» SHORT TASK A
Turn the listing into a numbered list. Start at its first line and end with the line that contains "point(354, 150)", keeping both of those lines. Leave out blank lines and the pictures.

» SOURCE EXTRACT
>> Begin
Skip to main content

0800 917 1000   Open weekdays 9am-5pm

IICSA Independent Inquiry into Child Sexual Abuse

Institutional responses to allegations of child sexual abuse involving the late Lord Janner of Braunstone QC Investigation Report

B.2: Operation Dauntless

Background

51. In November 2005, Leicestershire Police became aware that a complainant, JA-A8, had alleged that he was abused whilst in care. The police commenced Operation Dauntless, during the course of which JA-A8 was interviewed and made allegations that he had been sexually abused by Lord Janner on two or three separate occasions.

52. Following receipt of JA-A8’s complaint, Leicestershire Police held a ‘Gold Group’ meeting in May 2006. A Gold Group sets the strategic direction of an enquiry, including the investigative parameters, resource allocation and budget, and is attended by senior police officers from within the force. Shortly after the meeting, the Head of the Specialist Crime Department, Chief Superintendent (C/Supt) Alistair Helm, appointed D/Supt Christopher Thomas as the SIO for Operation Dauntless (not to be confused with D/Supt Graham Thomas).
>> End
» SHORT TASK B
Answer these from the Operation Dauntless section:
(i) In what month and year did Leicestershire Police become aware of JA-A8's allegation?
(ii) When did Leicestershire Police hold a Gold Group meeting after receiving the complaint?
(iii) Who was appointed as the SIO for Operation Dauntless?

» RECORDS FOR PROCESSING
>> Begin
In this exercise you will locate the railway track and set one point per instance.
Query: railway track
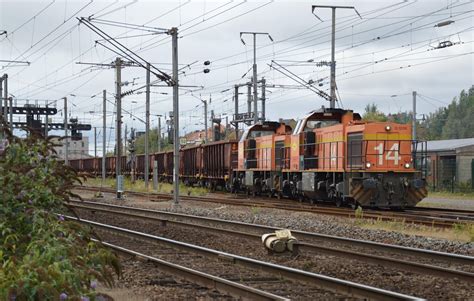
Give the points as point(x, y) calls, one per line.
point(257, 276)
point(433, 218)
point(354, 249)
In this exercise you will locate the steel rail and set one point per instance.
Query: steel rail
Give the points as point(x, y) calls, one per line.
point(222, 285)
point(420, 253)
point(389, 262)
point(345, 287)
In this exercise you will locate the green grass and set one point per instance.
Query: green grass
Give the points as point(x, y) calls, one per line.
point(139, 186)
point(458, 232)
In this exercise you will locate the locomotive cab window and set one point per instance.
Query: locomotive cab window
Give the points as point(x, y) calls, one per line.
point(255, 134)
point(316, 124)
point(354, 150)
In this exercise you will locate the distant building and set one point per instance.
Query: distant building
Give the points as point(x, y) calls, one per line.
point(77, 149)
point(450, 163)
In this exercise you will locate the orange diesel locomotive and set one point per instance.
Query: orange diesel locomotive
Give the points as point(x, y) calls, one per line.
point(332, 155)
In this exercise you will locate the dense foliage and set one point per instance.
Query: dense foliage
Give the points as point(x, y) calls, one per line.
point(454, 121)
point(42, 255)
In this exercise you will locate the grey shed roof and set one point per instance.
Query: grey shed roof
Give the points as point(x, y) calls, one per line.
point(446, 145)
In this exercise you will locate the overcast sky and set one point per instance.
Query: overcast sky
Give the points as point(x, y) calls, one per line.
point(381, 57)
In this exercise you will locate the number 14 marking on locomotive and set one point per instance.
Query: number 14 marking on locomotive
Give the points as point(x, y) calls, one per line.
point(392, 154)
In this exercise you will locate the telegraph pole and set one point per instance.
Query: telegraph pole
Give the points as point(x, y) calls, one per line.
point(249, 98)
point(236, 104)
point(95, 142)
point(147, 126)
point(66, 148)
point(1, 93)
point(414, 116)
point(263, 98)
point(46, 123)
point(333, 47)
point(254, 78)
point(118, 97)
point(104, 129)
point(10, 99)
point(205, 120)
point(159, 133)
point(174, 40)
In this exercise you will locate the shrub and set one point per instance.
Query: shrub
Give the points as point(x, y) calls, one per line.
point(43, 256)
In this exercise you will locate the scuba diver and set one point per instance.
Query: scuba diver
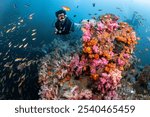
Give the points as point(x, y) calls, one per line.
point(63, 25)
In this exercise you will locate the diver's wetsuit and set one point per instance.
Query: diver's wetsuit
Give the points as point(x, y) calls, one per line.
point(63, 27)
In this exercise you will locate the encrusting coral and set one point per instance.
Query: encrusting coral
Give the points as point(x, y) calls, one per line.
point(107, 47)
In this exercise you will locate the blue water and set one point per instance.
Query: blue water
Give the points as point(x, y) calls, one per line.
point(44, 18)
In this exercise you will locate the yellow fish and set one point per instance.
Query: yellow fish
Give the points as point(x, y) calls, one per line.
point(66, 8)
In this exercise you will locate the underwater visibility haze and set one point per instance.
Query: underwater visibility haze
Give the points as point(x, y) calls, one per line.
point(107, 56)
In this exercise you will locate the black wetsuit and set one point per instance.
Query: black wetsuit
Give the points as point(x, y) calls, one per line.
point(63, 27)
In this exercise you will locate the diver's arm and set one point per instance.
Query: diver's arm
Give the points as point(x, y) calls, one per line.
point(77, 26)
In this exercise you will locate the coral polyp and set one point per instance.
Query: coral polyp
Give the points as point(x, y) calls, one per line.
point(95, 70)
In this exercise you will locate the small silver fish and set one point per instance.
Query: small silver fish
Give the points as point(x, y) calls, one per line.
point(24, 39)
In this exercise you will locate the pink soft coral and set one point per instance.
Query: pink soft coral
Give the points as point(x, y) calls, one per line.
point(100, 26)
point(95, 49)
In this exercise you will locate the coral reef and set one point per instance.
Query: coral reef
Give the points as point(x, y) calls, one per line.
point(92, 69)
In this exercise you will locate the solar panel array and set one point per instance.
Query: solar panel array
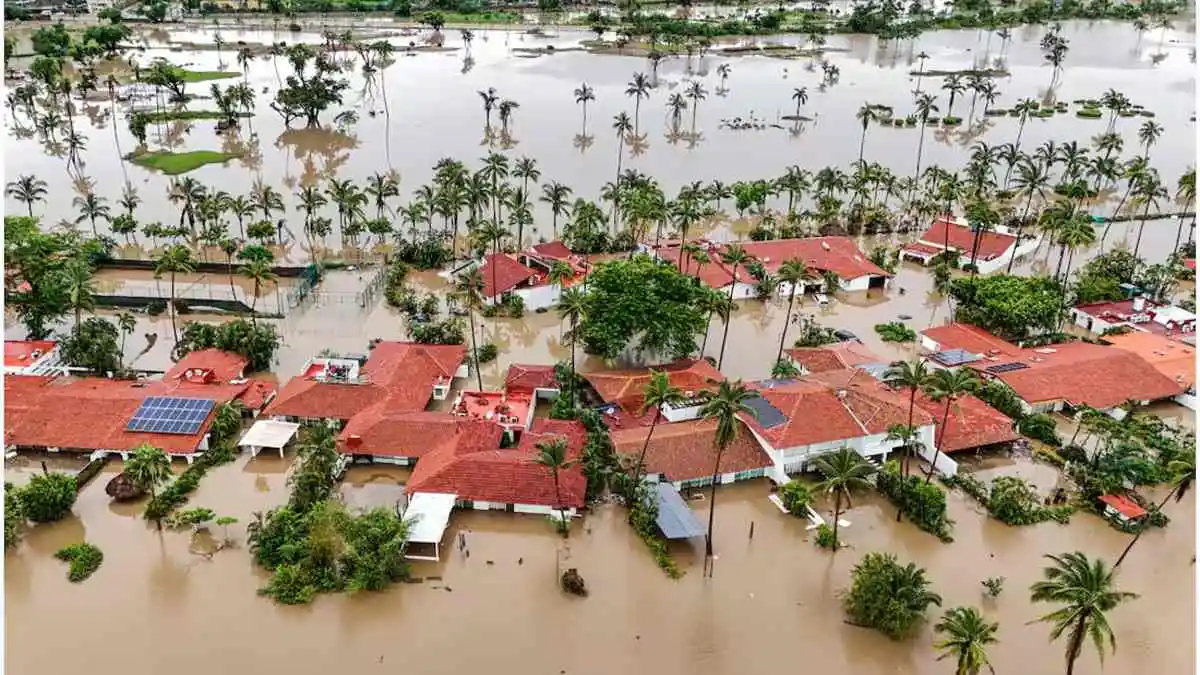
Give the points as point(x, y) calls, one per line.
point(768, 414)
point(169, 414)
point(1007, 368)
>> End
» WRITTEN ANSWER A
1. In this exercise you will locate the railway track and set one point per instance.
2. Query: railway track
3. Give the points as point(x, y) calls, one per line.
4. point(257, 276)
5. point(433, 218)
6. point(354, 249)
7. In this exercise you will locate the steel rail and set one point per instance.
8. Query: steel rail
9. Give the points as point(x, y) calls, one per line.
10. point(222, 285)
11. point(420, 253)
12. point(389, 262)
13. point(345, 287)
14. In this exercise you will locate the green grass and set one point per instance.
15. Query: green grass
16. Give the points as point(x, y) calls, one per line.
17. point(139, 186)
18. point(458, 232)
19. In this exercise you will locate the locomotive cab window and set one point per instance.
20. Query: locomotive cab window
21. Give the points as point(x, y) calls, one per line.
22. point(255, 134)
23. point(316, 124)
24. point(354, 150)

» WRITTEN ANSWER B
(i) November 2005
(ii) May 2006
(iii) D/Supt Christopher Thomas